**TRY IT**
Using the records below, repeat exactly the lines from the one holding "Target: green vegetation" through the one holding "Mark every instance of the concrete", both ends included, and no others.

**STUDY MATERIAL**
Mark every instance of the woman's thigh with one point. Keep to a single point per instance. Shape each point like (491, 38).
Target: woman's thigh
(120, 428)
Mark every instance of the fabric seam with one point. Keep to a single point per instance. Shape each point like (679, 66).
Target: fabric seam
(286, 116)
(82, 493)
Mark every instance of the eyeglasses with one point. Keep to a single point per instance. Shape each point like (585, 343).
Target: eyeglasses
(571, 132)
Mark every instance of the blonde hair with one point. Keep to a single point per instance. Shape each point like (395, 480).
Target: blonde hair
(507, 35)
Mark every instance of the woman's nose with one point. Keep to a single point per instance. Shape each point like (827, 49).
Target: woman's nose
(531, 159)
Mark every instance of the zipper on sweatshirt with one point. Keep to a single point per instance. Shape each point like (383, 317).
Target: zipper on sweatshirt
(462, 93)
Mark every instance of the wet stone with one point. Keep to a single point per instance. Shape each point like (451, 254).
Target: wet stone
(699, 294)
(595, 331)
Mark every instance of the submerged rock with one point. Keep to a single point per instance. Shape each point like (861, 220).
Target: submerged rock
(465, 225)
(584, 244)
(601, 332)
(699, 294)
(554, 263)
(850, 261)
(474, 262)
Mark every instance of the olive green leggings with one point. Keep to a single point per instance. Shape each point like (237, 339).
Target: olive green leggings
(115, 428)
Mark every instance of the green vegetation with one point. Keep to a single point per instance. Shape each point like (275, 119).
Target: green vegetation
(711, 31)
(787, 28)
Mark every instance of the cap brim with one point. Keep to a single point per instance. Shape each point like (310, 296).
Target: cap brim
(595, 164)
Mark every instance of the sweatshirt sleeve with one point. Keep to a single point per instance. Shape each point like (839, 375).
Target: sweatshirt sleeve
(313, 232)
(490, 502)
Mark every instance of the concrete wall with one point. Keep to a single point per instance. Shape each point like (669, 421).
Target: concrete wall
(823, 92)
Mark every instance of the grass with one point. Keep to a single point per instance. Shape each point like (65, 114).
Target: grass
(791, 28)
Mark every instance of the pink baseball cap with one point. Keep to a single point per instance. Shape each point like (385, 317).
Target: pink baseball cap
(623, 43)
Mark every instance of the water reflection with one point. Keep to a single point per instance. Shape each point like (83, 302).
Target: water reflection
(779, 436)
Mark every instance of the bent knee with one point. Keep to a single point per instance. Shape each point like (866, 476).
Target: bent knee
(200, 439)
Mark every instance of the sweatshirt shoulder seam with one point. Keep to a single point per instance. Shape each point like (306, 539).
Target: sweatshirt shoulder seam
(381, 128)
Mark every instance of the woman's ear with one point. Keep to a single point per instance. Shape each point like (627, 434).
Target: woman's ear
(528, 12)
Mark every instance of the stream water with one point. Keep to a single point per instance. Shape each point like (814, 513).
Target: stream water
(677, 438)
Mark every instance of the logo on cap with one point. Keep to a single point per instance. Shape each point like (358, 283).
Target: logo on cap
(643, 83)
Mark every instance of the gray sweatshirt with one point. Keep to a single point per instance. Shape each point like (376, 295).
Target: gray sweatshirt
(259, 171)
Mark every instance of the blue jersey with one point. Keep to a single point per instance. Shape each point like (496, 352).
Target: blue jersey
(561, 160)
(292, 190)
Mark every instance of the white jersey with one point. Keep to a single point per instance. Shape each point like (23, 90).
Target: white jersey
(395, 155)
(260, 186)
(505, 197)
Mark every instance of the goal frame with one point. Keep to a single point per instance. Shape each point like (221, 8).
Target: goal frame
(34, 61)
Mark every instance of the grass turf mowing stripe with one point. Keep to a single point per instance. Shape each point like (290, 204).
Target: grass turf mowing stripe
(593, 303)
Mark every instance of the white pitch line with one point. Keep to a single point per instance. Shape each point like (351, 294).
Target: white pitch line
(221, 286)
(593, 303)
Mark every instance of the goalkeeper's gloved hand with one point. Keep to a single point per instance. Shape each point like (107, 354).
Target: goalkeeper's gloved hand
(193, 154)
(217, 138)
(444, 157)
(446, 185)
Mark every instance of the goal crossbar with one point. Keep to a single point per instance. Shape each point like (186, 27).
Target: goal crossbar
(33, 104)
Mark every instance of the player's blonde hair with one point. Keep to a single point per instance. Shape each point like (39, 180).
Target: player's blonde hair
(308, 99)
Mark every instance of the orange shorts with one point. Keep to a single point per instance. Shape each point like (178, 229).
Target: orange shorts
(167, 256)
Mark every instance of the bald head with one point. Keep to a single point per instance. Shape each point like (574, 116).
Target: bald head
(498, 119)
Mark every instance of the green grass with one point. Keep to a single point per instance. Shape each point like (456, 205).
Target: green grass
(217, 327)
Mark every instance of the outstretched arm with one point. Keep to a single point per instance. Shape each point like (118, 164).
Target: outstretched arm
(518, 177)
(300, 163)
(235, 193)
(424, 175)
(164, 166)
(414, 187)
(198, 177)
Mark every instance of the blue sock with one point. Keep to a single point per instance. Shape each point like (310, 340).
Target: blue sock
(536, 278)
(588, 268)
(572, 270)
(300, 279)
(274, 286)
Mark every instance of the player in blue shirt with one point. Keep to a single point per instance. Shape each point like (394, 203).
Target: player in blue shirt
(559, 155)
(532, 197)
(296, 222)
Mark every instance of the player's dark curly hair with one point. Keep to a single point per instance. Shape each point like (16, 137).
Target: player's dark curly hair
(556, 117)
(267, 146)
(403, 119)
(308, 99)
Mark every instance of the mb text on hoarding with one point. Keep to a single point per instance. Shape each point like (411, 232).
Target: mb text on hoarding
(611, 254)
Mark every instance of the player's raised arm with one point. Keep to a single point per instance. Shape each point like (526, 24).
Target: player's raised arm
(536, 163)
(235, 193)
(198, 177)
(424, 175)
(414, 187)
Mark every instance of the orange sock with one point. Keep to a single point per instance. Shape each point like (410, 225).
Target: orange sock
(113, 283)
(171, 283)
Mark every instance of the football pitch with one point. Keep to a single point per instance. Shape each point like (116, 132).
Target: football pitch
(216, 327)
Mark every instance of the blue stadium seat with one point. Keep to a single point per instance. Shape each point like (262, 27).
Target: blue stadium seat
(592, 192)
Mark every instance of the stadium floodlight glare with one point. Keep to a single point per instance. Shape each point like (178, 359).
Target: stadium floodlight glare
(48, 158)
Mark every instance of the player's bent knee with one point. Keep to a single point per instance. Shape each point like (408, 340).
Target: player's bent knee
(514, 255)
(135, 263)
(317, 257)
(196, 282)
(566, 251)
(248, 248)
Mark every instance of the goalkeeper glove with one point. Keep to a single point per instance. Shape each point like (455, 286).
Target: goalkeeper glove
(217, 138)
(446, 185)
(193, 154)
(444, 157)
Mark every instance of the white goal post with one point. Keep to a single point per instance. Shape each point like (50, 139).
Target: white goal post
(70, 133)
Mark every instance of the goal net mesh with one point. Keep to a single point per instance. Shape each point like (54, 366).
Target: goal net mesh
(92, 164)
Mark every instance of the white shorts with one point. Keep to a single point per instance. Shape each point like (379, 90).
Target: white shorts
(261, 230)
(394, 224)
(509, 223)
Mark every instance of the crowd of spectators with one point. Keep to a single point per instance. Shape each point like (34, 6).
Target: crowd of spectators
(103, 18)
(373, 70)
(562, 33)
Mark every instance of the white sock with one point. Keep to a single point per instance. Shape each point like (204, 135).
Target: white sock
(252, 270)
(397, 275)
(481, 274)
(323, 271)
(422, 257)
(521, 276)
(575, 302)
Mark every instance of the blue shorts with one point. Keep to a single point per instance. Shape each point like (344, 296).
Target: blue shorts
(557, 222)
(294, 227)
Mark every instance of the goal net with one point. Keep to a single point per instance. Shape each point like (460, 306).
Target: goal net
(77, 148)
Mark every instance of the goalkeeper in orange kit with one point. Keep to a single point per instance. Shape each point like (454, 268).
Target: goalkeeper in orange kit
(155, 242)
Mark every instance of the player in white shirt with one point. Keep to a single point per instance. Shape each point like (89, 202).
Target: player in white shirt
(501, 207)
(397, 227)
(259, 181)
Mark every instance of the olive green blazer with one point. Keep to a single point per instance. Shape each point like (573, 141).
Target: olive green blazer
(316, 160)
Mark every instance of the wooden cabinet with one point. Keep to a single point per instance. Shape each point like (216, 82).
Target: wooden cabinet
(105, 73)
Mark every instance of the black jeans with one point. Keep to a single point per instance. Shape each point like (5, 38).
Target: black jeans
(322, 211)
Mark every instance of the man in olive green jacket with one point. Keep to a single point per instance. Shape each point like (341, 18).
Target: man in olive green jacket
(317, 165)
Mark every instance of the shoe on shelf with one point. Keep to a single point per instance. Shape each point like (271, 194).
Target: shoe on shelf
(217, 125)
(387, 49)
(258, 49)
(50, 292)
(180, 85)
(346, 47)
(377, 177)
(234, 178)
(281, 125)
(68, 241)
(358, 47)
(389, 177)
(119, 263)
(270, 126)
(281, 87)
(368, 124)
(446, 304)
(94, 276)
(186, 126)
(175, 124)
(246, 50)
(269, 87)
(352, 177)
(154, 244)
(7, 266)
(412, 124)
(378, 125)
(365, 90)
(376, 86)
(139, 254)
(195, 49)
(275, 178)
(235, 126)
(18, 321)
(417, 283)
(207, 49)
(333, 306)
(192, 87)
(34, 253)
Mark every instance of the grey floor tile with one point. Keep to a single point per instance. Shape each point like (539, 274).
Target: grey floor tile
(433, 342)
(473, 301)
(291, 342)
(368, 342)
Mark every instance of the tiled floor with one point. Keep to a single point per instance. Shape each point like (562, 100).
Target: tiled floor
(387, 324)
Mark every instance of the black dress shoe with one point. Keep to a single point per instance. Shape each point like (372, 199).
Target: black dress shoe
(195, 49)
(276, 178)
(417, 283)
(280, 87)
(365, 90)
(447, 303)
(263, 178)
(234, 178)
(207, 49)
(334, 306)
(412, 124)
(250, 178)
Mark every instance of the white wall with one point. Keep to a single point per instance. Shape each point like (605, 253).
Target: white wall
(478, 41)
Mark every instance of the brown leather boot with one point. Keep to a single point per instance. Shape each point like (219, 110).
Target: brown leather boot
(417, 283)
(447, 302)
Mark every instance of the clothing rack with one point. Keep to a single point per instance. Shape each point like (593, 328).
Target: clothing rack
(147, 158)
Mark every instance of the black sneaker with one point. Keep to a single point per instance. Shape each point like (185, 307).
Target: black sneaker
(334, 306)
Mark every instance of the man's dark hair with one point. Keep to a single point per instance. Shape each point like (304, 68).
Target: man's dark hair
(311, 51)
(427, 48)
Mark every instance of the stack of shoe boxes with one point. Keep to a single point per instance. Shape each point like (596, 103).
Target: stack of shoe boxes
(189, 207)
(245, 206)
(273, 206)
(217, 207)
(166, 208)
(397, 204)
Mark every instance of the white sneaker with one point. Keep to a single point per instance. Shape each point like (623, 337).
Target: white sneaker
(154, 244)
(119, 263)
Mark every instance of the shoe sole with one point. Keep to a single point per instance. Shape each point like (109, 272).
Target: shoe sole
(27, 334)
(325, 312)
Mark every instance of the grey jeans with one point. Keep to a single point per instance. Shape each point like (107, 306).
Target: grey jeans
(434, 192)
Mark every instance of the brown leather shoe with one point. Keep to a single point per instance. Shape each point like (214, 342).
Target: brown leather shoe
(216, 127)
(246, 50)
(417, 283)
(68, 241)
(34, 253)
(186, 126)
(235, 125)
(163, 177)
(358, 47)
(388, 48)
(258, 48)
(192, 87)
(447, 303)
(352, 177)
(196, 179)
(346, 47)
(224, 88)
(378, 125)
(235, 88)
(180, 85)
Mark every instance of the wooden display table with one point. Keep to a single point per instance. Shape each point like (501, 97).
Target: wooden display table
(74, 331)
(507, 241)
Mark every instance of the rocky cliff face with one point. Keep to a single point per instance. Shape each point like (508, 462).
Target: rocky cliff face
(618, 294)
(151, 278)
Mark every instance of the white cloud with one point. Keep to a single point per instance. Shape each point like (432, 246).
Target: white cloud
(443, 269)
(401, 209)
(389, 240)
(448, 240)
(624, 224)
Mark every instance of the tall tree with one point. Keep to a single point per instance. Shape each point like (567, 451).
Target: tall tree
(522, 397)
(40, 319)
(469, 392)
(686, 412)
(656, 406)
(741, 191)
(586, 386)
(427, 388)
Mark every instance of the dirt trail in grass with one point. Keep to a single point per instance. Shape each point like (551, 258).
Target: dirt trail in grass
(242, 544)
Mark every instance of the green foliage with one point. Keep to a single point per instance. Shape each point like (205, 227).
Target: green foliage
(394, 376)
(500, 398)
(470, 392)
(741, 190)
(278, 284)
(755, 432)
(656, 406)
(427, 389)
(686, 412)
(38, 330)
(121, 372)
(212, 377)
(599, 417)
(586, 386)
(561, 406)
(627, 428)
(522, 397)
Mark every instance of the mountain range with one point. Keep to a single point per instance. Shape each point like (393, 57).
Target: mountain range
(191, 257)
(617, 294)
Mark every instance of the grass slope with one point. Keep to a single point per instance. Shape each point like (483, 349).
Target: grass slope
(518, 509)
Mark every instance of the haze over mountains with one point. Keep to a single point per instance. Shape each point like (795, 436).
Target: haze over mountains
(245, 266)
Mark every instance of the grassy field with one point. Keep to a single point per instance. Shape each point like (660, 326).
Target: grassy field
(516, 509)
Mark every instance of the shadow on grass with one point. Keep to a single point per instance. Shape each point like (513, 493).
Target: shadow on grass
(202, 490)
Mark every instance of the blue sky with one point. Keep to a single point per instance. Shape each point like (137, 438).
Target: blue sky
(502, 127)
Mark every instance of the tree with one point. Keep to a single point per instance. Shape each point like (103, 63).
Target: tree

**OUTPUT FOR THIS EXERCISE**
Target: green vegetation
(711, 31)
(787, 28)
Mark every instance of the cap brim with one point. Keep to a single point per instance. Shape each point like (310, 296).
Target: cap brim
(595, 164)
Mark every instance of the sweatshirt sleeve with one point. Keep to a single point per instance. Shape each point like (839, 375).
Target: sweatshirt sleeve
(313, 232)
(490, 502)
Mark every instance of the concrete wall with one point. Keep to a single point per instance. Shape each point like (669, 421).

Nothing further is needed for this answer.